-------- THE RECORDS

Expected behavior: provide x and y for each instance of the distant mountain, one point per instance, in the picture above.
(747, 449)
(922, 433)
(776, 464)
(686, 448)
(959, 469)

----------------

_WHAT IS EXPECTED_:
The data must be printed verbatim, line by line.

_SOLUTION TO THIS EXERCISE_:
Expected behavior: provide x and y for each instance of the distant mountain, one point per instance, in the picture above.
(747, 449)
(922, 433)
(776, 464)
(686, 448)
(959, 469)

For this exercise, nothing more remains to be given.